Return the following entries line for line, with no changes.

**** Records for the task

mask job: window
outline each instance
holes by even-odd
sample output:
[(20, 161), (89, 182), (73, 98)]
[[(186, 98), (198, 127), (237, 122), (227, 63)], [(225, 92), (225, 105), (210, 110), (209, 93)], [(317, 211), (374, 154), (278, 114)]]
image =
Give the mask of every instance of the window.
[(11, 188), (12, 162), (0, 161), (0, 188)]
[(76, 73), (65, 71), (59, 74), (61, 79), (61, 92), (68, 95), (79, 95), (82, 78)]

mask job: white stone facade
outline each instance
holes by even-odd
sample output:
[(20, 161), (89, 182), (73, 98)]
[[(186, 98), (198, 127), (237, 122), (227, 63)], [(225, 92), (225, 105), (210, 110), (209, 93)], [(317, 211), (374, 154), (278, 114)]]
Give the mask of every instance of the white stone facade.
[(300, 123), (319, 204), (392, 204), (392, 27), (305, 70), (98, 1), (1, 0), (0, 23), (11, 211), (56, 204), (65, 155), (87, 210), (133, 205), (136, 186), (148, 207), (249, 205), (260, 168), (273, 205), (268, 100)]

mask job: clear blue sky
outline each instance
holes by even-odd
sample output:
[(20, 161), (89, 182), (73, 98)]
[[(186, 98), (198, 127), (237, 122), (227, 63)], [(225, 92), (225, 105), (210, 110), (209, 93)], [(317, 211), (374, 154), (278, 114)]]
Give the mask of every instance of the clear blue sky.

********

Result for this exercise =
mask job: window
outline each instance
holes by even-odd
sample output:
[(20, 161), (89, 182), (73, 98)]
[[(186, 98), (198, 127), (237, 122), (227, 63)], [(225, 92), (225, 105), (210, 110), (209, 93)], [(317, 211), (374, 154), (278, 114)]]
image =
Give the mask of every instance of the window.
[(11, 188), (12, 162), (0, 161), (0, 188)]
[(76, 73), (65, 71), (59, 74), (61, 79), (61, 92), (68, 95), (79, 95), (82, 78)]

mask job: white stone facade
outline each instance
holes by even-odd
sample output:
[(20, 161), (89, 182), (73, 98)]
[[(186, 98), (198, 127), (237, 122), (227, 63)], [(225, 92), (225, 105), (210, 110), (209, 93)], [(317, 211), (374, 154), (278, 114)]]
Give the mask of every instance of the white stone facade.
[(300, 123), (319, 204), (392, 204), (392, 27), (305, 70), (98, 1), (1, 0), (0, 23), (11, 211), (56, 204), (65, 155), (87, 210), (133, 205), (136, 186), (148, 207), (249, 205), (260, 168), (273, 205), (268, 100)]

mask job: clear blue sky
outline each instance
holes by even-odd
sample output:
[(20, 161), (89, 182), (73, 98)]
[[(186, 98), (198, 127), (237, 122), (227, 63)], [(225, 92), (225, 105), (210, 110), (209, 93)], [(317, 211), (374, 154), (278, 114)]]
Give the mask of every instance of the clear blue sky.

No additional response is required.